## BRIEF 1:
Does the text on tumulus tombs support each of these statements? For each, answer yes or no and quote the deciding words.
(a) The oldest tumuli in the Netherlands were built near Apeldoorn about 5,000 years ago.
(b) The biggest Etruscan barrows date to the Villanova period.
(c) All of the known tumuli in the Netherlands are protected as Rijksmonument.
## BRIEF 2:
Reproduce the text on tumulus tombs word for word, everything from "Many tombs also" down to "in Tiber Valley.".
## BRIEF 3:
Answer these questions from the text on tumulus tombs:
(a) What local stone were the large Etruscan tumulus tombs carved into?
(b) Who notably undertook early scholarly investigation of tumuli from the 17th century?
(c) Whose grave is the largest tumulus in the Netherlands, and where is it?

Some large tumulus tombs can be found especially in the Etruscan culture, carved directly into the local limestone (tufa), and covered by a limestone dome and a layer of dirt and grass (see image to the right). From the outside, they resemble burial mounds.

The interior of these tumuli, however, is what makes them so unique. Most tombs have one central corridor, where sarcophagi and urns house the cremated remains of the deceased were found, and the various rooms to either side of the corridor which contain the deceased's various belongings.

Many tombs also hold paintings, or frescos, that in many cases represent the funeral, scenes of real life, or the afterlife. The most significant necropolises with tumulus tombs are Veio, Cerveteri, Vetulonia, and Populonia. The tumulus of Montopoli is relative of archaic center Colli della Città along paratiberina way in Tiber Valley.

Smaller barrows are dated to the Villanova period (ninth-eighth centuries BC), but the biggest were used in the following centuries (from the seventh century afterwards) by the Etruscan aristocracy.

Dissemination of tumuli in the Netherlands; in red "regular" tumuli, in blue urn fields

=====Netherlands=====

Vorstengraf near Oss (Netherlands) from above

 Burial mounds are the most numerous archaeological monuments in the Netherlands. In many places, these prehistoric graves are still clearly visible as low hills. The oldest tumuli (grafheuvels) in the Netherlands were built near Apeldoorn about 5,000 years ago. Concentrations of tumuli from the Bronze Age are located on the Veluwe and Drenthe.

Early scholarly investigation of tumuli and hunebedden and theorising as to their origins was undertaken from the 17th century by notably Johan Picardt. Although many have disappeared over the centuries, some 3000 tumuli are known of which 636 are protected as Rijksmonument. The largest tumulus in the Netherlands is the grave of a king near Oss. Rijksmuseum van Oudheden, Drents Museum, and Huis van Hilde have findings from tumuli in their collections.

=====Portugal=====

Tumulus at Outeiro de Gregos, Baião, Portugal (5th or 4th millennium BC)

## SOURCE DATA:
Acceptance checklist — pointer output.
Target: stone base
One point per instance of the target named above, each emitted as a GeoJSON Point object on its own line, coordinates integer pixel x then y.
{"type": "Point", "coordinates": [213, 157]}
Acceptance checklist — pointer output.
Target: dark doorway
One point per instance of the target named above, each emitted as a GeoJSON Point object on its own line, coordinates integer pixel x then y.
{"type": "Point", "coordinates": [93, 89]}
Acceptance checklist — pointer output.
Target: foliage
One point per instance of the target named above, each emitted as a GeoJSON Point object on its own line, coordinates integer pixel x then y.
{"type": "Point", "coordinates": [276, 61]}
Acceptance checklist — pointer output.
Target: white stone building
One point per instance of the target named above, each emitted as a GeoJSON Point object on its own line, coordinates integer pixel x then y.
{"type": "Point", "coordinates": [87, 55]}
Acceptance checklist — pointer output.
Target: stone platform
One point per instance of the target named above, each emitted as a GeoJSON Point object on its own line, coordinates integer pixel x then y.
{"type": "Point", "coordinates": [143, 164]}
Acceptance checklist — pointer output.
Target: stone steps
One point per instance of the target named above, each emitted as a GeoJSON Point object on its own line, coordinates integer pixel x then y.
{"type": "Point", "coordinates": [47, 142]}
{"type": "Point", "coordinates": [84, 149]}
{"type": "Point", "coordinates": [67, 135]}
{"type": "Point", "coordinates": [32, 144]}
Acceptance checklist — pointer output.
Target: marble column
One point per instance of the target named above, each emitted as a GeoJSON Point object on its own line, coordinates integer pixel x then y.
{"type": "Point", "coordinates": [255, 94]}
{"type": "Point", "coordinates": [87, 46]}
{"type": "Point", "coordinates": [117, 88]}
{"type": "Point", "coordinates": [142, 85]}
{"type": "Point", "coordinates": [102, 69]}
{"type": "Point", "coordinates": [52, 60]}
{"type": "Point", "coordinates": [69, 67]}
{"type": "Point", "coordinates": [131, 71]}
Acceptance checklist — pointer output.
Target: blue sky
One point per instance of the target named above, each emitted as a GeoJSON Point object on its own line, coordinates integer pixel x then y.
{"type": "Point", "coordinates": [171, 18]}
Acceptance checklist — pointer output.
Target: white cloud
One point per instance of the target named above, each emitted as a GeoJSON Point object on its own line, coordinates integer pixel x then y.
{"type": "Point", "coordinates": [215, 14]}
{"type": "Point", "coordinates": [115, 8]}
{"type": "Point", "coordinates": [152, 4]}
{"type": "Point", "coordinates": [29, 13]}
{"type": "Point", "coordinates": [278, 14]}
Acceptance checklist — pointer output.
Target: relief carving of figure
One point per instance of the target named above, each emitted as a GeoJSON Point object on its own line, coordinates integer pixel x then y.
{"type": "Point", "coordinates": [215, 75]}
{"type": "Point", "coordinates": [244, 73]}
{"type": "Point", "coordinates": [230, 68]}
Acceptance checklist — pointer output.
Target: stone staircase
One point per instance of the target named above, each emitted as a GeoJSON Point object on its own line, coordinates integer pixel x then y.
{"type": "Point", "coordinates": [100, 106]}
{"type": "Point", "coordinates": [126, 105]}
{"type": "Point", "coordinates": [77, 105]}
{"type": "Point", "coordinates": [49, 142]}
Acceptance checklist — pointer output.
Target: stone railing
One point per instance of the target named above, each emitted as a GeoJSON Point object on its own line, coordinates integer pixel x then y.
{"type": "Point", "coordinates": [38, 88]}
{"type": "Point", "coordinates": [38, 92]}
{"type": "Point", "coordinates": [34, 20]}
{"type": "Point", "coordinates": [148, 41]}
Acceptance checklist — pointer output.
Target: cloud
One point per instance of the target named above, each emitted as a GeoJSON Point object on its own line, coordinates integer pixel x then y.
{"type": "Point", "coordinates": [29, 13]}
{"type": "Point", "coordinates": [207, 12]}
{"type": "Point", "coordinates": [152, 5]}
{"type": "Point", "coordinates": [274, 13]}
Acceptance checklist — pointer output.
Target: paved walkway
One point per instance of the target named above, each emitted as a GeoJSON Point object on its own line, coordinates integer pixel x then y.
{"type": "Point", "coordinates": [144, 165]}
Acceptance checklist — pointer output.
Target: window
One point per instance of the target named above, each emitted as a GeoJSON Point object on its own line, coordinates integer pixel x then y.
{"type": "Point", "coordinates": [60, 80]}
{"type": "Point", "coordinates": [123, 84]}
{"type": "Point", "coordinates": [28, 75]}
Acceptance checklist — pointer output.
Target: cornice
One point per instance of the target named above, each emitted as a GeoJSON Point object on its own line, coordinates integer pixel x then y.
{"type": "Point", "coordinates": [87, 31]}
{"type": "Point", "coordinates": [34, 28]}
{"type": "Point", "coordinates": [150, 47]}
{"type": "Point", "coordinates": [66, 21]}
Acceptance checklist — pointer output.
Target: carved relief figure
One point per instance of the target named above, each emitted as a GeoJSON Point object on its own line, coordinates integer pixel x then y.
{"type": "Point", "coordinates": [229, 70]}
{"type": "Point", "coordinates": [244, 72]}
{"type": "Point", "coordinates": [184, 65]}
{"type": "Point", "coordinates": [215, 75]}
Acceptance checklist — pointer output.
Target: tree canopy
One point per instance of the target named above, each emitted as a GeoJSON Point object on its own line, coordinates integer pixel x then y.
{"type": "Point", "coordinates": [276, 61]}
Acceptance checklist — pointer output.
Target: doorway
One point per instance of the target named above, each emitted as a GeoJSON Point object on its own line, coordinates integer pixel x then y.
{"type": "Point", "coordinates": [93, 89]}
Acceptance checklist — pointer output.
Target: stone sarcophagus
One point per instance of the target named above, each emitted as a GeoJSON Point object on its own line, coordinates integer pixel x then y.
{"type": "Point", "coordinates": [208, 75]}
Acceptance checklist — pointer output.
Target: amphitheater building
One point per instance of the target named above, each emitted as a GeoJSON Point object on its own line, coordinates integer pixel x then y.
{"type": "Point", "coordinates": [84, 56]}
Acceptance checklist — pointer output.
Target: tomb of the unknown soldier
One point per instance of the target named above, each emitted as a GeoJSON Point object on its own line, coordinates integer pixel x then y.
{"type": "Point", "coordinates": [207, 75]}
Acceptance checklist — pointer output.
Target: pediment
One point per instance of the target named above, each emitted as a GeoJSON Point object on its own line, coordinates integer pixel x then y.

## EXERCISE OUTPUT 1:
(a) Yes: "The oldest tumuli (grafheuvels) in the Netherlands were built near Apeldoorn about 5,000 years ago."
(b) No: "Smaller barrows are dated to the Villanova period (ninth-eighth centuries BC), but the biggest were used in the following centuries (from the seventh century afterwards) by the Etruscan aristocracy."
(c) No: "some 3000 tumuli are known of which 636 are protected as Rijksmonument."

## EXERCISE OUTPUT 2:
Many tombs also hold paintings, or frescos, that in many cases represent the funeral, scenes of real life, or the afterlife. The most significant necropolises with tumulus tombs are Veio, Cerveteri, Vetulonia, and Populonia. The tumulus of Montopoli is relative of archaic center Colli della Città along paratiberina way in Tiber Valley.

## EXERCISE OUTPUT 3:
(a) Limestone (tufa).
(b) Johan Picardt.
(c) A king's grave near Oss.